--- What is being asked ---
Reproduce the material below line for line, without any change.

Annotated coordinate records:
* * * * * * *

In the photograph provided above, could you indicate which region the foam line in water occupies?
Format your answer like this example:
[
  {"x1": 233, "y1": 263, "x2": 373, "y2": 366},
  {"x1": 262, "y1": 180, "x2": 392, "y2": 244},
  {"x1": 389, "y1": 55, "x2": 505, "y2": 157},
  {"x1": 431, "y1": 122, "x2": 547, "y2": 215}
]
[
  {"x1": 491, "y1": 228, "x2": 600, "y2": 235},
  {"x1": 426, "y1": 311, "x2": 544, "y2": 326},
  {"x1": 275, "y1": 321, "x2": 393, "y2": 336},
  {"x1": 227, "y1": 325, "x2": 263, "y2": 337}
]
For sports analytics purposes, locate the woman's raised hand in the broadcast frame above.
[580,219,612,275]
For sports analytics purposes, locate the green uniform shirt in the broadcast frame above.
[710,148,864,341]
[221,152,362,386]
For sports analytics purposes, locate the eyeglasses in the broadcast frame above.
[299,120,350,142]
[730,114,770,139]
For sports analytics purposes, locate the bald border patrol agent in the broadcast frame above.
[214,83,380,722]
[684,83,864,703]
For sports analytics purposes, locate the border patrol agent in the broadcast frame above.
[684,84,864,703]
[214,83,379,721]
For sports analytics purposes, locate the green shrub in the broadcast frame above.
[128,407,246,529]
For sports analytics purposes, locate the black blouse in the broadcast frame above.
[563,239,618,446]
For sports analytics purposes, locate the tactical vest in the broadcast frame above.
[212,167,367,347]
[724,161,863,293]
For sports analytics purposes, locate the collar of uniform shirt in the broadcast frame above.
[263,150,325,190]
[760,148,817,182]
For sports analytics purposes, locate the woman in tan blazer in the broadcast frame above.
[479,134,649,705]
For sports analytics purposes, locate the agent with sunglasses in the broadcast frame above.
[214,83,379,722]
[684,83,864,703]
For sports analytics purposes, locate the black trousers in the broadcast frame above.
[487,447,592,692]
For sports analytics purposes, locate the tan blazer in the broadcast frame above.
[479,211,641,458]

* * * * * * *

--- Complete answer ---
In the photograph provided above, could you indicate which region the foam line in water occupies?
Format your answer like this example:
[
  {"x1": 233, "y1": 263, "x2": 373, "y2": 366},
  {"x1": 262, "y1": 180, "x2": 392, "y2": 244},
  {"x1": 389, "y1": 55, "x2": 505, "y2": 157},
  {"x1": 431, "y1": 122, "x2": 547, "y2": 215}
]
[
  {"x1": 491, "y1": 228, "x2": 600, "y2": 235},
  {"x1": 426, "y1": 311, "x2": 544, "y2": 326},
  {"x1": 275, "y1": 321, "x2": 393, "y2": 336},
  {"x1": 227, "y1": 325, "x2": 263, "y2": 337}
]
For sports analytics purposes, locate the woman's raised hand in the broadcast frame above.
[580,219,612,275]
For sports analytics purposes, locate the green uniform shirt in the broadcast frame above.
[710,148,864,341]
[221,152,362,386]
For sports analytics purposes, locate the eyeglasses in the broadcast frame above.
[299,120,350,142]
[730,114,770,139]
For sports analytics purposes, locate the bald border patrol agent in the broadcast frame above.
[214,83,380,722]
[684,83,864,703]
For sports analytics purposes, locate the border patrol agent in the broadcast frame above.
[684,84,864,703]
[214,83,379,721]
For sports analytics purposes, locate the green shrub in the broadcast frame above.
[128,407,246,529]
For sports analytics purposes, locate the black blouse in the broadcast frame above.
[563,239,618,446]
For sports analytics purposes, locate the tactical vest in the broadcast frame above.
[212,167,367,347]
[724,161,863,293]
For sports analytics purposes, locate the collar of uniform shirt in the broadcast frame above.
[263,150,325,190]
[760,148,817,182]
For sports analytics purposes, locate the woman in tan blazer in the broadcast frame above.
[479,134,649,705]
For sports analytics purposes, locate the agent with sunglasses in the broadcast frame above.
[214,83,379,722]
[684,83,864,703]
For sports analytics purposes, locate the black trousers in the broadcast frame above.
[487,447,592,692]
For sports analytics purposes, locate the tan blazer in the broadcast frame above.
[479,211,641,458]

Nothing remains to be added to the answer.